What is needed: Each record, word for word and stripped of pictures, is what the answer should contain.

Records for the task:
* * *

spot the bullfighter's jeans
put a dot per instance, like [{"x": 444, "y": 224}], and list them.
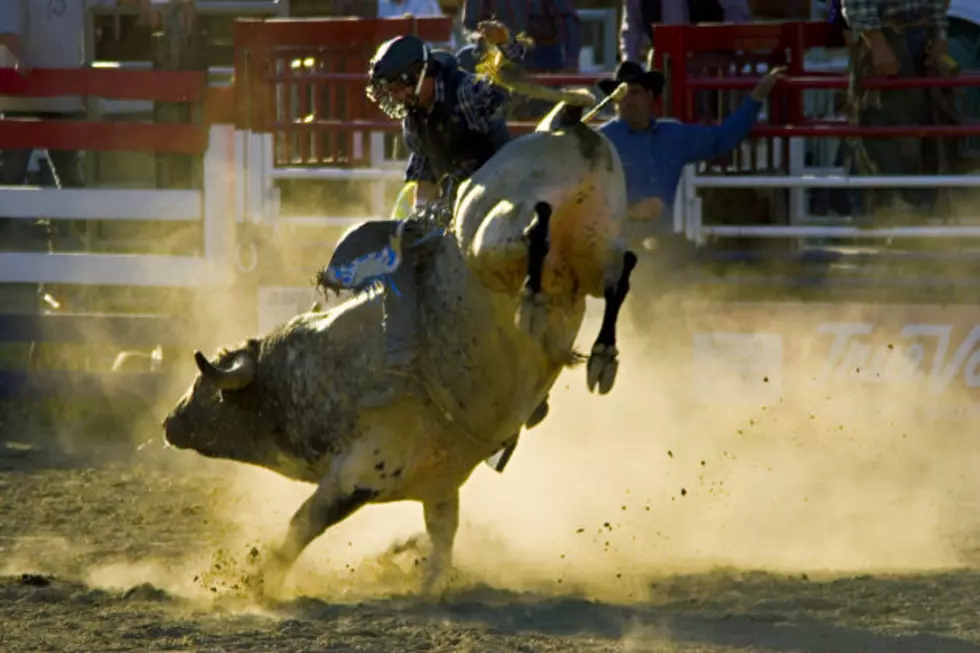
[{"x": 890, "y": 107}]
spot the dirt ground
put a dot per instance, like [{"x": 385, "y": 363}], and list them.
[{"x": 632, "y": 522}]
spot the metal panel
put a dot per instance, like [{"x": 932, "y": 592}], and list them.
[{"x": 101, "y": 204}]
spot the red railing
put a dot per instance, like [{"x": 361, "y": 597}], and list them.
[
  {"x": 303, "y": 81},
  {"x": 157, "y": 86}
]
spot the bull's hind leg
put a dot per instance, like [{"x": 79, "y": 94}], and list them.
[
  {"x": 532, "y": 314},
  {"x": 603, "y": 362},
  {"x": 323, "y": 509},
  {"x": 441, "y": 523}
]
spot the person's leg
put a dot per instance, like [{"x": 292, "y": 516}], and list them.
[{"x": 885, "y": 107}]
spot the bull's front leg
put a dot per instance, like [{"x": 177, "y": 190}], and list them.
[
  {"x": 441, "y": 523},
  {"x": 325, "y": 507},
  {"x": 603, "y": 362},
  {"x": 532, "y": 314}
]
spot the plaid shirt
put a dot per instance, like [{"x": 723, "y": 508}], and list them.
[
  {"x": 862, "y": 15},
  {"x": 479, "y": 103}
]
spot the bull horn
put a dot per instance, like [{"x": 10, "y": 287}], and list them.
[{"x": 238, "y": 375}]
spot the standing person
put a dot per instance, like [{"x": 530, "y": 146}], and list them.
[
  {"x": 896, "y": 39},
  {"x": 636, "y": 31}
]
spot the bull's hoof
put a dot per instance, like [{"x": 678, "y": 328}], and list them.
[
  {"x": 532, "y": 314},
  {"x": 436, "y": 580},
  {"x": 271, "y": 579},
  {"x": 601, "y": 368}
]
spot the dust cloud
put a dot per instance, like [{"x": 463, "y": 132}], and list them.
[{"x": 612, "y": 493}]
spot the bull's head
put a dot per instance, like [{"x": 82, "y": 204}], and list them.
[{"x": 220, "y": 415}]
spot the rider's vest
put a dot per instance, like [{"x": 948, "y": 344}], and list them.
[{"x": 448, "y": 143}]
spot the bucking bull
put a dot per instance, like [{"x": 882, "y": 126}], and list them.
[{"x": 502, "y": 298}]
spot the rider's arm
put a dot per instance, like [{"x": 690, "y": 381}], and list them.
[
  {"x": 861, "y": 15},
  {"x": 482, "y": 105},
  {"x": 418, "y": 168}
]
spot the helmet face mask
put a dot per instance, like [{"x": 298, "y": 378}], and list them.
[
  {"x": 396, "y": 99},
  {"x": 397, "y": 71}
]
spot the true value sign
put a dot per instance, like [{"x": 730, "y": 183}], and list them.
[{"x": 771, "y": 348}]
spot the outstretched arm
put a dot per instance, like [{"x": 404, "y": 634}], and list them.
[
  {"x": 708, "y": 141},
  {"x": 482, "y": 105}
]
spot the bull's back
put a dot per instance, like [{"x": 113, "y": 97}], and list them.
[
  {"x": 577, "y": 171},
  {"x": 485, "y": 371}
]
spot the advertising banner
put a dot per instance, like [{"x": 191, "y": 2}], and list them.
[{"x": 746, "y": 351}]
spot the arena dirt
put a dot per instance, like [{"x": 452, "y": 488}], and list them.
[{"x": 633, "y": 522}]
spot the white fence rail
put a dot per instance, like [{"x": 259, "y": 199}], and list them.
[{"x": 218, "y": 206}]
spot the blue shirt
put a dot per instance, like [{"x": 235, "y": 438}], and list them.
[{"x": 654, "y": 159}]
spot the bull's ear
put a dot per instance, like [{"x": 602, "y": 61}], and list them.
[{"x": 235, "y": 376}]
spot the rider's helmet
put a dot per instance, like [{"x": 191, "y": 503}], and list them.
[{"x": 396, "y": 73}]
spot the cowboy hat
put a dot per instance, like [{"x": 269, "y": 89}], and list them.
[{"x": 630, "y": 72}]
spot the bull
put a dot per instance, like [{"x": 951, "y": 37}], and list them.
[{"x": 502, "y": 298}]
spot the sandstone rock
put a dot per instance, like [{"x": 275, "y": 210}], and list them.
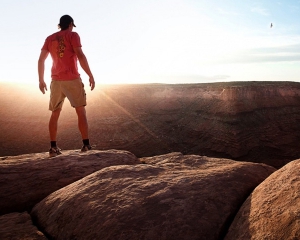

* * *

Result of this exercise:
spot the bullfighter's jeans
put a dot per instance, like [{"x": 444, "y": 224}], and list them.
[{"x": 890, "y": 107}]
spot the dirt ground
put a dot per instance, like [{"x": 385, "y": 363}], and list them.
[{"x": 632, "y": 522}]
spot the metal panel
put a dot per instance, like [{"x": 932, "y": 592}], and list them.
[{"x": 101, "y": 204}]
spot the red railing
put a dot per instance, like [{"x": 361, "y": 597}], and list them.
[
  {"x": 303, "y": 81},
  {"x": 157, "y": 86}
]
spot the bull's hind leg
put a dot per instance, like [{"x": 79, "y": 94}], and list them.
[
  {"x": 532, "y": 314},
  {"x": 603, "y": 362},
  {"x": 323, "y": 509},
  {"x": 441, "y": 523}
]
spot the person's leg
put a dot per instance, like [{"x": 292, "y": 516}], and list them.
[{"x": 885, "y": 107}]
spot the bull's front leg
put a dot per instance, like [{"x": 177, "y": 190}], and list them.
[
  {"x": 441, "y": 523},
  {"x": 325, "y": 507},
  {"x": 603, "y": 362},
  {"x": 532, "y": 314}
]
spot the plaid shirt
put a dot per instance, like [{"x": 723, "y": 508}], and list them.
[
  {"x": 862, "y": 15},
  {"x": 479, "y": 103}
]
spot the bull horn
put a dot per instance, like [{"x": 10, "y": 287}], and list them.
[{"x": 238, "y": 375}]
spot the standing person
put a dot per instance, like [{"x": 530, "y": 146}], and list them.
[
  {"x": 896, "y": 39},
  {"x": 636, "y": 31}
]
spot the bull's hoof
put a dot per instance, like [{"x": 678, "y": 328}], and list them.
[
  {"x": 532, "y": 314},
  {"x": 436, "y": 580},
  {"x": 271, "y": 579},
  {"x": 601, "y": 368}
]
spot the dust cloud
put a dot per instance, like [{"x": 463, "y": 132}], and list them.
[{"x": 612, "y": 493}]
spot the bull's head
put a dot per instance, like [{"x": 82, "y": 204}], and list them.
[{"x": 220, "y": 415}]
spot the rider's vest
put a dot per instance, like [{"x": 948, "y": 344}], and list them.
[{"x": 448, "y": 143}]
spot the bucking bull
put a dot per instance, like [{"x": 882, "y": 126}], and list them.
[{"x": 502, "y": 298}]
spot the rider's arm
put a dot per instance, like [{"x": 690, "y": 381}], and list them.
[
  {"x": 861, "y": 15},
  {"x": 482, "y": 105},
  {"x": 418, "y": 168}
]
spot the helmet face mask
put a dot per instance, like [{"x": 298, "y": 378}], and list them.
[
  {"x": 396, "y": 99},
  {"x": 397, "y": 71}
]
spot the true value sign
put a dot per instance, like [{"x": 730, "y": 183}], and list them.
[{"x": 771, "y": 348}]
spot the outstretched arm
put a dot per instance, like [{"x": 404, "y": 634}], and list them.
[
  {"x": 708, "y": 141},
  {"x": 482, "y": 105}
]
spot the bull's back
put a dot per instance, like [{"x": 113, "y": 97}], and list them.
[
  {"x": 577, "y": 171},
  {"x": 485, "y": 371}
]
spot the advertising banner
put a dot per instance, like [{"x": 191, "y": 2}], and list them.
[{"x": 746, "y": 351}]
spot the arena dirt
put a dot per instance, like [{"x": 452, "y": 488}], and list them.
[{"x": 633, "y": 522}]
spot the white fence rail
put a dot per instance, like [{"x": 259, "y": 199}], and list them.
[{"x": 218, "y": 206}]
spot the blue shirt
put a dot per instance, like [{"x": 235, "y": 438}], and list them.
[{"x": 654, "y": 159}]
spot the bull's ear
put a dot per instance, like [{"x": 602, "y": 61}], and list them.
[{"x": 235, "y": 376}]
spot the rider's helmet
put a dot per instance, like [{"x": 191, "y": 503}], and list them.
[{"x": 396, "y": 73}]
spot the cowboy hat
put a dot per instance, like [{"x": 269, "y": 89}], and list them.
[{"x": 630, "y": 72}]
spot the bull
put a dot per instance, like [{"x": 951, "y": 37}], and list them.
[{"x": 502, "y": 298}]
spot the sandstone rock
put a dot per instance, like [{"x": 275, "y": 210}], and list them.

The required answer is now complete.